══ Page ══

Python Dictionary or Alternative - python

For instance,
if dict['sample']:
//append values to dict['sample']
else:
// assign new key to the python dictionary
If dict['sample'] is empty, Python will throw errors. Does anyone know a better way to check on this?
All I want is something like that, I will have list of data, let's say a,a,b,c,g,g,g,g,g.
So, I want python dictionary to append the values of two a,a to dict['a'], and g,g,g,g,g to dict['g'] and so the rest as dict['b'] etc. A for loop will be executed to loop through the data of a,a,b,c,g,g,g,g,g.
I hope I've made my question clear. Any idea? Preferably, if Python's dictionary has a way to check existing key.
EDIT
Credit goes to #Paul McGuire. I've figured out the exact solution I wanted based on #Paul McGuire's answer. As shown below:
from collections import defaultdict
class Test:
def __init__(self, a,b):
self.a=a
self.b=b
data = []
data.append(Test(a=4,b=6))
data.append(Test(a=1,b=2))
data.append(Test(a=1,b=3))
data.append(Test(a=2,b=2))
data.append(Test(a=3,b=2))
data.append(Test(a=4,b=5))
data.append(Test(a=4,b=2))
data.append(Test(a=1,b=2))

═══
══ Dataset records ══

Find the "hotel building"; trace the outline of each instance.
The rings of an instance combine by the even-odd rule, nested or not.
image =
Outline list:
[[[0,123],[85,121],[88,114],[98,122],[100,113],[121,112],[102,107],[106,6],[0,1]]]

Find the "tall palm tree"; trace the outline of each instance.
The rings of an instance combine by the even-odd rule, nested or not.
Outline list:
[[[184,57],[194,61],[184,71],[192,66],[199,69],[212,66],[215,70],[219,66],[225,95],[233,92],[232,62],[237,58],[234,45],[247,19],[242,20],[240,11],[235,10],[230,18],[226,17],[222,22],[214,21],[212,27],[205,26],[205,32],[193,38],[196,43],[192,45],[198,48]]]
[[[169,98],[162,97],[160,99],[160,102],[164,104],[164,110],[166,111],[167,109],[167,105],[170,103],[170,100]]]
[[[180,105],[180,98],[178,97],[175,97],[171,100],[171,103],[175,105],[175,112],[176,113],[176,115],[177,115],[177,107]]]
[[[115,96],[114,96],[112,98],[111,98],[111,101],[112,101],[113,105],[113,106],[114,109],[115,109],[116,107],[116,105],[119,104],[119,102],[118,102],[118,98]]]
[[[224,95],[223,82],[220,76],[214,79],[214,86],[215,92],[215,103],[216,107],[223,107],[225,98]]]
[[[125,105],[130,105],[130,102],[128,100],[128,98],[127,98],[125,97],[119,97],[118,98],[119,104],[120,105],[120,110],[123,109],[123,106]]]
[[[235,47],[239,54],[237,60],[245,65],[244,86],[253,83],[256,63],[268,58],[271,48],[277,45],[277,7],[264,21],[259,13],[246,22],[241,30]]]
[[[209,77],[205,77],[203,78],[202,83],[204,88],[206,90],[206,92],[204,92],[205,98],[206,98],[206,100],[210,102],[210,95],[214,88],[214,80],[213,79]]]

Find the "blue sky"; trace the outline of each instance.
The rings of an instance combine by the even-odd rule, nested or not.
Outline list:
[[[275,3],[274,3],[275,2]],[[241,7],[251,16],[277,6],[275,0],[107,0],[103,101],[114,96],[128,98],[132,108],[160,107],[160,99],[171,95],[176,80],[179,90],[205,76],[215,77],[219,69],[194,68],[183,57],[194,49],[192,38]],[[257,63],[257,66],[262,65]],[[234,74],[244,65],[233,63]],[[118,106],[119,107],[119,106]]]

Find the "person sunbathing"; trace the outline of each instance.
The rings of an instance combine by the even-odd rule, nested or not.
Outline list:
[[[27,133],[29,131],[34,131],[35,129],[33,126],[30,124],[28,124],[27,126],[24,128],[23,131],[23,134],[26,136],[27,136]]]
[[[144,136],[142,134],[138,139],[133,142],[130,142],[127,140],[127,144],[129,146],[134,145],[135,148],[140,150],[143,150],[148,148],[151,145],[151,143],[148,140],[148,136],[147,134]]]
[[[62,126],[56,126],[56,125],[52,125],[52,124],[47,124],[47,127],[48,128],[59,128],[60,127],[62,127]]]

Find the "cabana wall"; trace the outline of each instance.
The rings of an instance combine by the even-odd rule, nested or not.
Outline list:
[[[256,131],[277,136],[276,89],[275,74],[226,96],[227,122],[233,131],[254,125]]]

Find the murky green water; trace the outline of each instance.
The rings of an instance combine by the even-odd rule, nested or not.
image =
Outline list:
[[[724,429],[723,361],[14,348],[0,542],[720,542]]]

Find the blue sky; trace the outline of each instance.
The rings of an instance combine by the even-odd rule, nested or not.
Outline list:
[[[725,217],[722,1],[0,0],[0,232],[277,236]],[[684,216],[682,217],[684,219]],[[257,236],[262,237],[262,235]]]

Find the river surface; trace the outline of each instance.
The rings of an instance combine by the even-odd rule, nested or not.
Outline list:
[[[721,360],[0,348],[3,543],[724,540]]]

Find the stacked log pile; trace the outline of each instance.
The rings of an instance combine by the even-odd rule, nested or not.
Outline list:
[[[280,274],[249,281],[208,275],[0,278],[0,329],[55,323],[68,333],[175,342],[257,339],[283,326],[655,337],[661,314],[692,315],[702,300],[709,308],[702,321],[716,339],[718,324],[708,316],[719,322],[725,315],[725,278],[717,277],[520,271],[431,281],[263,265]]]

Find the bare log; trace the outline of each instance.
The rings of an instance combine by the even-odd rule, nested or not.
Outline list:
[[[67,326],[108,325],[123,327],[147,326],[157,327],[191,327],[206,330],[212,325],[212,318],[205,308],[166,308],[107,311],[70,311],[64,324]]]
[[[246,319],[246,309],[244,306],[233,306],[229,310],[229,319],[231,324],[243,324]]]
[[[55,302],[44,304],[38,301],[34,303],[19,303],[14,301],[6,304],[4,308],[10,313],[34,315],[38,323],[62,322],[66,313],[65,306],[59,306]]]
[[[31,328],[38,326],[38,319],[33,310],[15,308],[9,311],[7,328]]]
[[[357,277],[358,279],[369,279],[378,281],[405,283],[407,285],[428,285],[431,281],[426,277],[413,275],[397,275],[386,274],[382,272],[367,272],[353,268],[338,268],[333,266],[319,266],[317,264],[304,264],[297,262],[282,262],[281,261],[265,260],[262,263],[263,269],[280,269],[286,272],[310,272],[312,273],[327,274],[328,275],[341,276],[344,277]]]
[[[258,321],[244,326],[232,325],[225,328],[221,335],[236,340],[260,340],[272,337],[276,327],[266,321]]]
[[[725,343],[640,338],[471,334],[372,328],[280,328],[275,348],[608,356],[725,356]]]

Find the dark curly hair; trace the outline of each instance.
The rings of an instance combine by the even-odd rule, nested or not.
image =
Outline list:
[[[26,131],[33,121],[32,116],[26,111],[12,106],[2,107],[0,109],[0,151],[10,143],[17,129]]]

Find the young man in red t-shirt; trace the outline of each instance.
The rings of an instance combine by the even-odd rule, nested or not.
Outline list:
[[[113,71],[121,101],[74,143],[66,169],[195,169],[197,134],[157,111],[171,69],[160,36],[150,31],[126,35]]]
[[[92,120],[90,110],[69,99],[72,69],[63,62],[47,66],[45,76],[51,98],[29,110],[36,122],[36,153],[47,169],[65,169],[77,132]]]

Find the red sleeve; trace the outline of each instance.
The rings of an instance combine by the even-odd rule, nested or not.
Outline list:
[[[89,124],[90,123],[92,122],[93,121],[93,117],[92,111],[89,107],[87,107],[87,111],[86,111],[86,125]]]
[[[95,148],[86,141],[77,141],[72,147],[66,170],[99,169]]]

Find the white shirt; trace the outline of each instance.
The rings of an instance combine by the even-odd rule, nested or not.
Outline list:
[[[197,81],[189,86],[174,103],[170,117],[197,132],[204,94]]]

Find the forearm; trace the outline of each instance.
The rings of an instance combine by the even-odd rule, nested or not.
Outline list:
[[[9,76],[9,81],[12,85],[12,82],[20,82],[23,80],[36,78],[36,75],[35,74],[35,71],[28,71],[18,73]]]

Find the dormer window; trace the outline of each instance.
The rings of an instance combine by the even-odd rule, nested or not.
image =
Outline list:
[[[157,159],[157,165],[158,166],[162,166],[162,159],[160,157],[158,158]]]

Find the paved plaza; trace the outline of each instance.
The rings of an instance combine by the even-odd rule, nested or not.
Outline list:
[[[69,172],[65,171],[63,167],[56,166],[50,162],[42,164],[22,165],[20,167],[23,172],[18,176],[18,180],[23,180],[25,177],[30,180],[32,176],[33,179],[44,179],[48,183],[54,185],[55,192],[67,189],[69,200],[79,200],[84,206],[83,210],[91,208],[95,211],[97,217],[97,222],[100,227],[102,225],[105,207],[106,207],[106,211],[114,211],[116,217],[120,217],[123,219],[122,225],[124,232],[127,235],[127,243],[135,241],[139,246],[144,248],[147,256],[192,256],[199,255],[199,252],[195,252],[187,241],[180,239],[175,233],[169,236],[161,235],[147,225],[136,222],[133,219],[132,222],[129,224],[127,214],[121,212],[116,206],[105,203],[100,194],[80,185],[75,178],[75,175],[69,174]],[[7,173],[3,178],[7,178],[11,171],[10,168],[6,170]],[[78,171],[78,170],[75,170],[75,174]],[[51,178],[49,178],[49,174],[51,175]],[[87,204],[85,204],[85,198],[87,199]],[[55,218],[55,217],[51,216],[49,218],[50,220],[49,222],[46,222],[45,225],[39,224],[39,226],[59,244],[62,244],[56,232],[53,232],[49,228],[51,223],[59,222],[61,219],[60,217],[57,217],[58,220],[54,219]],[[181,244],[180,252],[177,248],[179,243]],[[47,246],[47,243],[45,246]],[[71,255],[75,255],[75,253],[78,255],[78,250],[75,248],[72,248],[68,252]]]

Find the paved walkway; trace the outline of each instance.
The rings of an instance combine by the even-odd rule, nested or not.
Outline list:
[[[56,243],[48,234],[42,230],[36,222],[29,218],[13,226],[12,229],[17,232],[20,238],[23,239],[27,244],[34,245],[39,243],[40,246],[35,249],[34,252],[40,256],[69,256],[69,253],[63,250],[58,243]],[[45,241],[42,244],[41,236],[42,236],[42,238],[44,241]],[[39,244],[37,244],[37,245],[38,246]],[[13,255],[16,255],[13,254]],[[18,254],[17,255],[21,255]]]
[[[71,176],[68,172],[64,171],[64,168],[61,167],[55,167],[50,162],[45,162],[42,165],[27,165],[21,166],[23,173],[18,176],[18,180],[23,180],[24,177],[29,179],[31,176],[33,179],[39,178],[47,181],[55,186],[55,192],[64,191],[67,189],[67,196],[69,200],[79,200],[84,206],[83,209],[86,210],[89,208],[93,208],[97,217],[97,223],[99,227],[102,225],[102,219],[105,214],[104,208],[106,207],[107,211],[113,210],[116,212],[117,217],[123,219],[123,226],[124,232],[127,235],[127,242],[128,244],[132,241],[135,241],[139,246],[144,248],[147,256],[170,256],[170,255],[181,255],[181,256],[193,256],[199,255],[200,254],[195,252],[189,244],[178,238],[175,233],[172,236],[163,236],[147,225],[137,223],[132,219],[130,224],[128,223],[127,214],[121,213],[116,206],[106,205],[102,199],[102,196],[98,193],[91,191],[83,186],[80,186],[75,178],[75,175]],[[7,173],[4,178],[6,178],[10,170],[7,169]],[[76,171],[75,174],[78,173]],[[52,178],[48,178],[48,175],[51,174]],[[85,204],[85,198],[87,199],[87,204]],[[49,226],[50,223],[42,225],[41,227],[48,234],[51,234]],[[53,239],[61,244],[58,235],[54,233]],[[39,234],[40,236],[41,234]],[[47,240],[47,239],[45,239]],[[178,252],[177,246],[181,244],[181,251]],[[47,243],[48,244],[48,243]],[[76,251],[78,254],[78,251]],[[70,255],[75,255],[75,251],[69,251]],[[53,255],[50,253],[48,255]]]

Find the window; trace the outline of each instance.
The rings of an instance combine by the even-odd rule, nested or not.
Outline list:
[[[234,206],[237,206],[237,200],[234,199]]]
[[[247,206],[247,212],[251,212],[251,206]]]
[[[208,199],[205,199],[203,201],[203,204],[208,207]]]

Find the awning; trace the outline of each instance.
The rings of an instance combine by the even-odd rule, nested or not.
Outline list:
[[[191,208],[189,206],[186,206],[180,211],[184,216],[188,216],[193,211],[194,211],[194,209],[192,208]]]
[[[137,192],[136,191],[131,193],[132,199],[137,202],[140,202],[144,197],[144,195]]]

═══
══ Dataset records ══

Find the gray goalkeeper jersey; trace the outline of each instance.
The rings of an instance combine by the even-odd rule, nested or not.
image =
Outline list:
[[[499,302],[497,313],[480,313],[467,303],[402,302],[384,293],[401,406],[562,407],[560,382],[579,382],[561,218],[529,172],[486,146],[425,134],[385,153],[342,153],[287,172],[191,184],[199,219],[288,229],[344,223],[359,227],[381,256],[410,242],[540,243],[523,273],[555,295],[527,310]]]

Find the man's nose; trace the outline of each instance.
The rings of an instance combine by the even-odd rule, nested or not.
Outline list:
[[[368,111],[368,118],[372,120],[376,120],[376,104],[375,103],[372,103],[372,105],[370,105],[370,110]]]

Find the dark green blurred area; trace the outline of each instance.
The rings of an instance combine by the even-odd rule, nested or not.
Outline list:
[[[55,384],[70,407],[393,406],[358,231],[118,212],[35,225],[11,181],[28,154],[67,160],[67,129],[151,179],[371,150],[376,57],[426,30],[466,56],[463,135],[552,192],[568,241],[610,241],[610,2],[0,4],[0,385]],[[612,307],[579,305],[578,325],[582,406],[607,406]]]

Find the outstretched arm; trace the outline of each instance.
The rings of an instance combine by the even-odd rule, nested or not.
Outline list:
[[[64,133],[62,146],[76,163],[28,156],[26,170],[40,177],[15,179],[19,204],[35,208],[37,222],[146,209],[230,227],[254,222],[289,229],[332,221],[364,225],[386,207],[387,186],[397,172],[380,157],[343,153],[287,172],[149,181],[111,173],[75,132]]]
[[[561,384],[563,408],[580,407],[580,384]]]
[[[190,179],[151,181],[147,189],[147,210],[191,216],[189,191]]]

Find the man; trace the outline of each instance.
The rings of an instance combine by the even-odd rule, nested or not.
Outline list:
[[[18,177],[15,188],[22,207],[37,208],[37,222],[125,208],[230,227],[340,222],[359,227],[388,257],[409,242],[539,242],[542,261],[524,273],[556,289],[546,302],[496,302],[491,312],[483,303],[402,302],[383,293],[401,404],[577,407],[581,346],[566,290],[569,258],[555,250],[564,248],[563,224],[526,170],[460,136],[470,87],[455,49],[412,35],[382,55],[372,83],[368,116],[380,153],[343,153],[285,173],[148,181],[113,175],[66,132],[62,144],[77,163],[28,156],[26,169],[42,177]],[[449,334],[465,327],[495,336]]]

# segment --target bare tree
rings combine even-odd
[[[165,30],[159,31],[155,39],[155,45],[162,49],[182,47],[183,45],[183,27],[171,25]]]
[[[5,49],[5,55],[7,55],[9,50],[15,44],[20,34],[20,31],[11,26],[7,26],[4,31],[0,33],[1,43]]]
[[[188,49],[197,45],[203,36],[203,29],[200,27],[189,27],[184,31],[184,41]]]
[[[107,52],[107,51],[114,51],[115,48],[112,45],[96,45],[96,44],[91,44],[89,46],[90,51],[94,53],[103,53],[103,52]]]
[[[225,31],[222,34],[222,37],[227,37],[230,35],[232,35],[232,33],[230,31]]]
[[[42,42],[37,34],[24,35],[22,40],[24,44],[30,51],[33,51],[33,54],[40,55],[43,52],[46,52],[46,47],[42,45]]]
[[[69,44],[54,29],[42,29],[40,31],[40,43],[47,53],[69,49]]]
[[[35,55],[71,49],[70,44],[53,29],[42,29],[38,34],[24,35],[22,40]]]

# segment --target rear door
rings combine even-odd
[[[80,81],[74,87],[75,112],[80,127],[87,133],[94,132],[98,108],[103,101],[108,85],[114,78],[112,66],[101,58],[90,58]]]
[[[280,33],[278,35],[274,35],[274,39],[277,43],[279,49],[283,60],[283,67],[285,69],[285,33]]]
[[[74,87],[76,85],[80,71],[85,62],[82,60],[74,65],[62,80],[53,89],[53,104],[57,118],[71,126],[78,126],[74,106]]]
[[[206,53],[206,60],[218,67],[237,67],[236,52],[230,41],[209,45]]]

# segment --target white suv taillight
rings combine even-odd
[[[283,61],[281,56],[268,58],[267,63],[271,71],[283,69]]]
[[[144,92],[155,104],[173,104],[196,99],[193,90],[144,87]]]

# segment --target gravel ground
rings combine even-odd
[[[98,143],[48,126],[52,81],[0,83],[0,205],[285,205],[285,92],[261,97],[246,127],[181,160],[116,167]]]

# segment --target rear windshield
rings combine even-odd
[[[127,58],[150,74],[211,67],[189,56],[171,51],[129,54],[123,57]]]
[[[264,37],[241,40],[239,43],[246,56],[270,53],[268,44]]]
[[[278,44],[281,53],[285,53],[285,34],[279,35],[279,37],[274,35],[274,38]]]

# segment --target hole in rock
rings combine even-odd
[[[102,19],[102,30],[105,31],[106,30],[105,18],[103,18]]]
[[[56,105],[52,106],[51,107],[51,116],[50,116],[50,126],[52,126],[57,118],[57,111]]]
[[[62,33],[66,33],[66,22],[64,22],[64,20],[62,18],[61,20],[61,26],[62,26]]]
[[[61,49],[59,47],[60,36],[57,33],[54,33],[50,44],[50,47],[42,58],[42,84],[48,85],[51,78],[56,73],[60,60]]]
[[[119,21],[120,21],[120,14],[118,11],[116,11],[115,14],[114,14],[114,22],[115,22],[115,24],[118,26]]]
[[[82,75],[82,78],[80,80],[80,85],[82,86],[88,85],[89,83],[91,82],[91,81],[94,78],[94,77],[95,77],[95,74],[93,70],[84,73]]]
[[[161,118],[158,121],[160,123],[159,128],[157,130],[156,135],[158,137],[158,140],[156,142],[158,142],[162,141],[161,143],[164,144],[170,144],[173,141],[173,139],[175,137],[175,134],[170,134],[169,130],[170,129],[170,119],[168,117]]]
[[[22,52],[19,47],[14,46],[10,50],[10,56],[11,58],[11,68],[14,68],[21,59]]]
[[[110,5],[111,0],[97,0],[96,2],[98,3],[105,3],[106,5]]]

═══

Objectives »
(a) In the Python dictionary thread, whom does the poster credit for the answer behind their solution?
(b) Please write the next part of the Python dictionary thread, carrying on after its final line.

Answer set »
(a) Paul McGuire.

(b)
data.append(Test(a=5,b=9))
data.append(Test(a=4,b=7))
dd = defaultdict(list)
for c in data:
dd[c.a].append(c.b)
print dd

The old approaches of "if key in dict" or "dict.get" or "dict.setdefault" should all be set aside in favor of the now standard defaultdict:
data = "aabcggggg"
from collections import defaultdict
dd = defaultdict(list)
for c in data:
dd[c].append(c)
print dd
defaultdict takes care of the checking for key existence for you, all your code has to do is 1) define a factory function or class for the defaultdict to use to initialize a new key entry (in this case, defaultdict(list)), and 2) define what to do with each key (dd[c].append(c)). Clean, simple, no clutter.
In your particular example, you could actually use itertools.groupby, since the groups of letters are all contiguous for each grouping value. groupby returns an iterator of tuples, each tuple containing the current key value and an iterator of the matching values. The following code works by converting each tuple's list-of-values-iterator to an actual list (in list(v)), and passing the sequence of key-valuelist tuples to the dict constructor.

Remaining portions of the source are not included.